Alors que les ministres des Finances de la zone euro se sont entendus sur le principe d’un prolongement du programme d’aide international à la Grèce à l’occasion d’un Eurogroupe extraordinaire le 20 février 2015, Jean-Claude Juncker s’est exprimé sur la situation financière de la Grèce dans une interview publiée sur le site Internet de l’hebdomadaire économique allemand "Wirtschaftswoche" le 23 février 2015.
"Quand un Premier ministre insulte les Allemands à deux reprises en une semaine, je ne tiens pas cela pour une forme très aboutie d'art de gouverner, au contraire cela conduit à un regain des ressentiments", a confié Jean-Claude Juncker à la journaliste Silke Wettach. "Le personnel politique allemand ne l'a jamais fait dans l'autre sens", a-t-il ajouté. "Il y a trop de formules erronées qui circulent à Athènes. Mais cela va changer avec le temps", a-t-il présagé.
Pour mémoire, l’Allemagne et la Grèce se sont affrontées ces deux dernières semaines sur fond de volonté du nouveau gouvernement grec de redéfinir les contours du plan d'aide consenti par ses partenaires, l'Allemagne insistant pour sa part sur le respect des engagements pris. Finalement, un accord a été trouvé le 20 février 2015 entre la Grèce et les pays de la zone euro sur un prolongement de quatre mois de l'aide internationale à Athènes, en échange d'une feuille de route de réformes. Cette liste a été reçue par la Commission "dans les temps", ainsi que l’a confirmé le porte-parole de la Commission Margaritis Schinas le 24 février 2015 au matin. Un peu plus tard, le président de l’Eurogroupe, Jeroen Dijsselbloem, indiquait devant les eurodéputés de la commission ECON que cette liste était en cours d’analyse en vue d’une conférence téléphonique des ministres des Finances de la zone euro prévue à 13 heures.

· · · · ·

→ Consignes
**a.** D'après le texte sur la Grèce et la zone euro, de combien de mois l'accord du 20 février 2015 a-t-il prolongé l'aide internationale à Athènes ?
**b.** Rédigez la suite du texte consacré à l'aide internationale à la Grèce, en reprenant après sa dernière phrase.

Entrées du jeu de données
· · · · ·

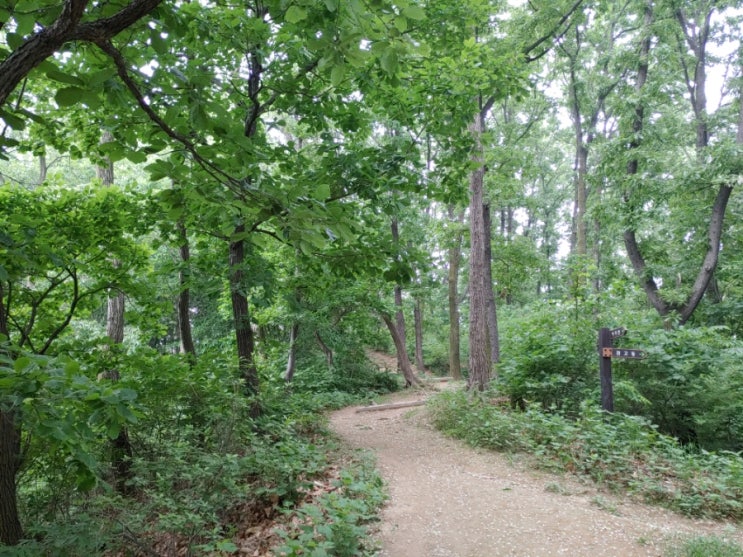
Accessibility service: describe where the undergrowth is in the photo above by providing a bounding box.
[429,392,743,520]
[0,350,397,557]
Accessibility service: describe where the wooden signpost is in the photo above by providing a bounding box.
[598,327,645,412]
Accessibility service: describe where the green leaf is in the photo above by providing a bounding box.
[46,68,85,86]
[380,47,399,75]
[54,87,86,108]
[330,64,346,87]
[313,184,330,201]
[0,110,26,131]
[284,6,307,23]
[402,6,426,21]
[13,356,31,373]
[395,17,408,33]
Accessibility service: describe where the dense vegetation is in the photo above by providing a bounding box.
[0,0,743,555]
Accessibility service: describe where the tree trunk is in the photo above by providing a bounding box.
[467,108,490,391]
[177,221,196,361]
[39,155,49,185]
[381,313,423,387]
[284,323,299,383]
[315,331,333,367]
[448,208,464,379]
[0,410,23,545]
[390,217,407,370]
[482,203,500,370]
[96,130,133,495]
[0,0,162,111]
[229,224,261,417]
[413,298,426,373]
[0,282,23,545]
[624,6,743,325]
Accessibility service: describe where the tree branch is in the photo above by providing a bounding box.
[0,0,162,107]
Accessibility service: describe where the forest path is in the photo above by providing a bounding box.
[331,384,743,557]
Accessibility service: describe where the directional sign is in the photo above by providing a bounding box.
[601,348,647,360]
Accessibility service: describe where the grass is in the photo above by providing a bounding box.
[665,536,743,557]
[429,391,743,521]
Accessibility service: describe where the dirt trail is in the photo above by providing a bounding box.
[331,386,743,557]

· · · · ·

→ Corrigé
**a.** Il l'a prolongée de quatre mois.

**b.**
Jean-Claude Juncker a par ailleurs fait part de son scepticisme quant à l'annonce faite par le Premier ministre grec, Alexis Tsipras, de relever le salaire minimum grec à 750 euros par mois. Selon le Président de la Commission, "la zone euro n’est pas composée d’une seule démocratie, mais il y en a aussi 18 autres qui doivent être prises en considération". "Si la Grèce augmente le salaire minimum il y aura six pays en Europe qui auront un salaire minimum inférieur", entre autres la Slovaquie et l'Espagne, mais qui devront continuer à soutenir Athènes financièrement, a-t-il fait valoir. A ses yeux, "il est extrêmement difficile d'obtenir de l'Espagne, de l'Irlande et du Portugal des avantages qu'eux-mêmes ne reçoivent pas". Jean-Claude Juncker souligne le fait que "ces pays ont traversé une vallée de larmes", si bien que leur population ne peut comprendre que "maintenant, la Grèce soit traitée différemment".
Le Président de la Commission européenne a également indiqué qu'il voyait "la Grèce rester durablement dans la ‘famille euro’". "Il n'y aura pas de sortie de la Grèce de l'euro", a-t-il assuré.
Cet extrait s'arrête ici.